● **REQUIREMENTS**
Rewrite each of the records with "dark hair" swapped for "black hair" and nothing else altered.

(Collected data)
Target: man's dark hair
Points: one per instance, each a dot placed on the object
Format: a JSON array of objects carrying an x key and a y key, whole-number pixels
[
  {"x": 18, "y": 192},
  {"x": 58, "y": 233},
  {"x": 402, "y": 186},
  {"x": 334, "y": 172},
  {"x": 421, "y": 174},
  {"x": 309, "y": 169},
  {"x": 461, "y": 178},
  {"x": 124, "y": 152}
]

● **EXPECTED OUTPUT**
Target: man's black hair
Points: one per instance, each a dot placed on the object
Format: a JSON array of objects carrying an x key and a y key, whole-number pixels
[
  {"x": 18, "y": 192},
  {"x": 58, "y": 233},
  {"x": 402, "y": 186},
  {"x": 334, "y": 172},
  {"x": 421, "y": 174},
  {"x": 309, "y": 169},
  {"x": 461, "y": 178},
  {"x": 124, "y": 152}
]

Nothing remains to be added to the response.